> RECORDS FOR PROCESSING

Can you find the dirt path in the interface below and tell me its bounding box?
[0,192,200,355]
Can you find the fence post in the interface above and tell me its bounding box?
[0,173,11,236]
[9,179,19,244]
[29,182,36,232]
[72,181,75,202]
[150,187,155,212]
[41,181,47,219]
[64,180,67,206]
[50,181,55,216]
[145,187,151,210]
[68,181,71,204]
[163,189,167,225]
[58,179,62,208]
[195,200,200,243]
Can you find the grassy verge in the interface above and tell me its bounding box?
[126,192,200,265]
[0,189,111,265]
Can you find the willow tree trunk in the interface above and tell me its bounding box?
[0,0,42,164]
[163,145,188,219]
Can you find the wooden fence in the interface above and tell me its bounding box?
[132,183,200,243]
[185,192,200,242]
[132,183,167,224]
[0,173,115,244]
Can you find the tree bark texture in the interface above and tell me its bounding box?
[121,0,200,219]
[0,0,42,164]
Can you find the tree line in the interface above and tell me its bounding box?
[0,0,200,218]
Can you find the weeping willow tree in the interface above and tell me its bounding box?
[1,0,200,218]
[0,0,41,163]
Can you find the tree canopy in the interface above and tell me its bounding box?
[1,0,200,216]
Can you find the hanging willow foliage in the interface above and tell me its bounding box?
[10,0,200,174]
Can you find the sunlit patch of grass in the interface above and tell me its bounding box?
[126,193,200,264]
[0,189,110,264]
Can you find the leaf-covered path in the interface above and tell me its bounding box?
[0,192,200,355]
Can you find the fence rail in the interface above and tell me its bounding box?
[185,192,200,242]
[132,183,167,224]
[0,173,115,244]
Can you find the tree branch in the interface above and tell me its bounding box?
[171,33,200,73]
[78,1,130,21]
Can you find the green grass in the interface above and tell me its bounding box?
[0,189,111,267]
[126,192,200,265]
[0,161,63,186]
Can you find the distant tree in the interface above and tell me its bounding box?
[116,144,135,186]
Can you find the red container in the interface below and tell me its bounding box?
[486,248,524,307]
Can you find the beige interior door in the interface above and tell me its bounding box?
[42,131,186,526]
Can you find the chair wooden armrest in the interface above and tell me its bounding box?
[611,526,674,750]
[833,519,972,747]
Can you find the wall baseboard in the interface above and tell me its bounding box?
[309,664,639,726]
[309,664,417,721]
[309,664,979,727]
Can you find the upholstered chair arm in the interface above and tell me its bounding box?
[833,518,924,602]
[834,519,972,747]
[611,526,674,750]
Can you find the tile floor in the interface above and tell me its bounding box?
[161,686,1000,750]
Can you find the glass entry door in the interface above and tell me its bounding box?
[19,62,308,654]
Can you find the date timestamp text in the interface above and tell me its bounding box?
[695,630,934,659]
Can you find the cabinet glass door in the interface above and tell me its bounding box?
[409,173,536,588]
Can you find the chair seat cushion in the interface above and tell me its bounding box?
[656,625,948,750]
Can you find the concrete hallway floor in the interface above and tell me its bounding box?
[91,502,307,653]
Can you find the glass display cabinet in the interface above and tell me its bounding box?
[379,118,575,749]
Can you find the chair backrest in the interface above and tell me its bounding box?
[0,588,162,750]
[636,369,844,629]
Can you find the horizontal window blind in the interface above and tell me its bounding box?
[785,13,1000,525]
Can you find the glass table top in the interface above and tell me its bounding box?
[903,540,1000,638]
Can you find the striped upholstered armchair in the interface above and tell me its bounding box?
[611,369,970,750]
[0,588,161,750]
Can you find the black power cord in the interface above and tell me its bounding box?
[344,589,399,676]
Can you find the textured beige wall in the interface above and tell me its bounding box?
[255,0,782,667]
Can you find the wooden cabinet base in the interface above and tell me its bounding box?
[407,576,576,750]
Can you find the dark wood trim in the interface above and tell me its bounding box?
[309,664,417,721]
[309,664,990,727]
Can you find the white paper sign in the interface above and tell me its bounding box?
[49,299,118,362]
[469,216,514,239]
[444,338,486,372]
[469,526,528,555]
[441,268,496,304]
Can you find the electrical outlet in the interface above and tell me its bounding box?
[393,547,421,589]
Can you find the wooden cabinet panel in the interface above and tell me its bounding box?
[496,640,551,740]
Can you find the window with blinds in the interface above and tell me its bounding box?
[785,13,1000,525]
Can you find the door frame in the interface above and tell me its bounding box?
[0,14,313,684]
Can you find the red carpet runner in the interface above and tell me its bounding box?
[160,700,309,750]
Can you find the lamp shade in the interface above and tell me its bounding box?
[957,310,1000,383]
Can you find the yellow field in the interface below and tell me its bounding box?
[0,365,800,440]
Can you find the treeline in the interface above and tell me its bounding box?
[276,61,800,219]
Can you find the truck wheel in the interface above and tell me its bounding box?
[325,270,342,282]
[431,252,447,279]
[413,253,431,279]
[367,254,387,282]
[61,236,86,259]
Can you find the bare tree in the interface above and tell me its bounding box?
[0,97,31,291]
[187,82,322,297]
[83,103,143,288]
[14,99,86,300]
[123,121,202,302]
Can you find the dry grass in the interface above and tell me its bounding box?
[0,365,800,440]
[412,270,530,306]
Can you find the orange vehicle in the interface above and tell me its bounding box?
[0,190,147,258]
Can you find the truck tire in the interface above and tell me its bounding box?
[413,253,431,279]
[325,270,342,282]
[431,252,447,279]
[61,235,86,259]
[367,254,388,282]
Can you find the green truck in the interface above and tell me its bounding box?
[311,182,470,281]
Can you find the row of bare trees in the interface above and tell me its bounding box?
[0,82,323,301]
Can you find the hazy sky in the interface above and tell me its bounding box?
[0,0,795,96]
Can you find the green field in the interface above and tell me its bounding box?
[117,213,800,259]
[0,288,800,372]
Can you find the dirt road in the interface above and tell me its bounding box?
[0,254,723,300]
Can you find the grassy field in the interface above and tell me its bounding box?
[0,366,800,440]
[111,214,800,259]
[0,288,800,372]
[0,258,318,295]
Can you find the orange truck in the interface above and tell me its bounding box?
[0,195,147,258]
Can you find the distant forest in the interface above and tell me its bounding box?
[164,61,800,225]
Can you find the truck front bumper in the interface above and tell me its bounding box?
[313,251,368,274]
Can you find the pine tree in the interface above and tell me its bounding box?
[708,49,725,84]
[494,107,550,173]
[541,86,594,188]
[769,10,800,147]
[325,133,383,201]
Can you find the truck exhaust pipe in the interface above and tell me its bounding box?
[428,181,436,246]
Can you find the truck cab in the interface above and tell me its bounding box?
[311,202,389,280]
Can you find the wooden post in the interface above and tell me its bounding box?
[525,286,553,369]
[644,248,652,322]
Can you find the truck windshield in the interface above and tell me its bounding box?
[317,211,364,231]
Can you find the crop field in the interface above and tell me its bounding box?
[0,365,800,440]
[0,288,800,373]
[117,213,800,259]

> TASK DETAILS
Convert all of the data above into a two-column CSV with the headers "label_request" and "bounding_boxes". Each request gets one row, with its text in the first column and its answer in the second. Put each field in double quotes and replace any line breaks inside a field with spaces.

> WRITTEN REPLY
label_request,bounding_boxes
"Can you find the dirt path in the interface below and tell me its bounding box?","[0,192,200,355]"
"Can you find the fence post in the interface above and tell me its bounding box?","[0,173,11,236] [9,179,19,244] [29,182,36,232] [72,181,75,202] [150,187,155,212] [41,181,47,219] [64,180,67,206] [50,181,55,216] [145,187,151,210] [68,181,71,204] [163,189,167,225] [58,179,62,208] [195,200,200,243]"
"Can you find the grassy verge in the interface above and tell me its bounding box?","[126,192,200,265] [0,189,111,265]"
"Can you find the willow tree trunk in the interface above and tell me its bounding box?","[0,0,42,164] [163,145,188,219]"
"Can you find the wooden fence in the interface above and tell me its bounding box?","[132,183,200,243] [185,192,200,242] [132,183,167,224] [0,173,115,244]"
"Can you find the tree bark texture in the interface above and tell me its bounding box?","[121,0,200,219] [0,0,42,164]"
"Can you find the tree line in the interface above and tell me its bounding box?","[0,0,200,218]"
"Can you find the weeping willow tree in the interface above and tell me its bounding box?","[1,0,200,218] [0,0,41,163]"
"Can you find the tree canopy in the interface above and tell me its bounding box?","[1,0,200,216]"
"Can you find the hanging willow foliage in the interface above and tell me its bounding box?","[10,0,200,174]"
"Can you find the sunlit patch of grass in the interface above and tell me its bounding box?","[126,193,200,264] [0,189,110,264]"
"Can you find the leaf-covered path in the interface above and tell me its bounding box?","[0,192,200,355]"
"Can you find the fence rail in the interface above and tell me its bounding box?","[185,192,200,242] [132,183,167,224] [0,173,115,244]"
"Can you find the tree branch in the interface above and tell me its bounding box?","[171,33,200,73] [78,1,130,21]"
"Can you find the green grass in the interface above and tell me its bounding box?","[0,189,111,267] [126,192,200,265] [0,161,63,186]"
"Can you find the distant tree in the interface above and tell me its bounding box?","[116,144,135,186]"
"Can you find the red container in the interface below and tell me its bounding box?","[486,248,524,307]"
"Can you find the beige interior door in the interface above and tell me its bounding box?","[42,131,186,526]"
"Can you find the chair wooden armrest in the interface above and tell me its bounding box?","[611,526,674,750] [833,519,972,747]"
"Can you find the wall baseboard in the interface above and tell me its bounding box?","[309,664,639,726] [309,664,417,721] [309,664,979,727]"
"Can you find the upholstered chair arm in the interface above and tell me its bounding box?","[833,518,924,602] [834,519,972,747] [611,526,674,750]"
"Can you find the tile floor in the interface above and tell me its bounding box?","[161,686,1000,750]"
"Can you find the glass entry door in the interface above and tell me its bounding box?","[19,62,308,654]"
"Can you find the date timestamp text in the interface above and tell me its bounding box?","[695,630,934,659]"
"Can you find the cabinet glass door in the interface above and tell me its bounding box?","[409,173,536,588]"
"Can you find the chair seat cushion in the interface above and tell me its bounding box?","[656,625,948,750]"
"Can you find the concrete hallway floor in the interface above and tell me its bounding box?","[91,502,307,653]"
"Can you find the glass display cabinet in the interface above and tell me its bounding box?","[379,118,575,749]"
"Can you find the chair backrest in the interface above and tell me its bounding box?","[0,588,162,750] [636,369,844,629]"
"Can you find the horizontal window blind in the interface above and tell me its bounding box?","[785,13,1000,525]"
"Can you find the glass table top in the interface above and tell me its bounding box?","[903,540,1000,638]"
"Can you find the striped upholstered armchair in the interface above and tell me its bounding box?","[611,369,970,750] [0,588,161,750]"
"Can you find the black power cord in the interface above and tell me its bounding box?","[344,589,399,676]"
"Can you find the textured beige wall in the interface above and tell me its bounding box?","[255,0,782,667]"
"Can you find the wooden cabinet base in the interface above and tell me its bounding box?","[407,576,576,750]"
"Can you find the dark wood trim in the interface above and tell me its bounding box?","[309,664,417,721] [309,664,990,727]"
"Can you find the white paper sign in the interface above and tell me its bounding box?","[49,299,118,362] [469,216,514,239] [444,338,486,372] [469,526,528,555] [441,268,496,304]"
"Can you find the electrical outlet in the interface above and tell me its bounding box?","[393,547,421,589]"
"Can you find the wooden cabinet panel in the interface above and tell me its bounding box?","[496,640,551,740]"
"Can you find the window with blinds in the interface above and tell me its bounding box?","[785,13,1000,525]"
"Can you find the door frame in the interface above and tell me its bounding box?","[0,14,313,684]"
"Can you find the red carpet runner in the interface above and tell me its bounding box?","[160,700,309,750]"
"Can you find the lamp shade in the interface above and tell me its bounding box?","[957,310,1000,383]"
"Can you find the yellow field in the interface below and tell me its bounding box?","[0,365,800,440]"
"Can you find the treeline in the interface above and tell me its bounding box?","[276,61,800,219]"
"Can you find the truck wheel in the interface above and tell me its bounding box?","[325,270,342,282] [431,252,447,279] [413,253,431,279] [367,254,387,282] [61,236,86,259]"
"Can you find the bare tree in the interface above and tell me its bounding box?","[0,97,31,291] [187,82,322,297] [83,103,143,288] [14,99,86,300] [123,121,202,302]"
"Can you find the dry grass in the interface above and tell me its bounding box?","[0,365,800,440] [412,270,530,306]"
"Can you find the orange vehicle in the interface above and tell me its bounding box?","[0,190,147,258]"
"Can you find the truck tire in the interface above and tell me its bounding box?","[413,253,431,279] [325,270,342,282] [431,252,447,279] [61,235,86,259] [367,254,388,282]"
"Can you find the green truck in the interface above and tell me its bounding box?","[311,182,470,281]"
"Can you find the row of bare trees in the interface above and tell me its bounding box?","[0,82,323,301]"
"Can you find the hazy sky in the interface above and tell me its bounding box?","[0,0,795,96]"
"Can you find the green field in the interface above and tell me its bounding box?","[117,213,800,259] [0,288,800,372]"
"Can you find the dirt road in the interface above and tell me its bounding box?","[0,254,723,300]"
"Can you find the grassy field in the interface above and tell me its bounding box?","[0,366,800,440] [111,214,800,259] [0,288,800,372] [0,258,318,295]"
"Can you find the orange truck in the interface above and tell me its bounding box?","[0,195,147,258]"
"Can you find the distant forest in the interface above and tell me its bounding box?","[164,61,800,225]"
"Can you find the truck front bumper in the interface above and tell me its bounding box?","[313,251,368,274]"
"Can you find the pine tree in the interface above and tell me its bounding box?","[708,49,725,84] [494,107,550,173] [541,86,594,188] [769,10,800,147] [325,133,383,201]"
"Can you find the truck exhaust pipe in the interface above and tell me its bounding box?","[428,181,436,246]"
"Can you find the truck cab in the interface above and tell me its bounding box?","[311,202,389,280]"
"Can you find the wooden post in the interface above and tell me its bounding box?","[525,286,553,369] [644,248,652,322]"
"Can you find the truck windshield in the interface above and tell me its bounding box?","[317,211,364,231]"
"Can you find the crop field in the interface above and tell me its bounding box?","[0,365,800,440] [0,288,800,373] [117,213,800,259]"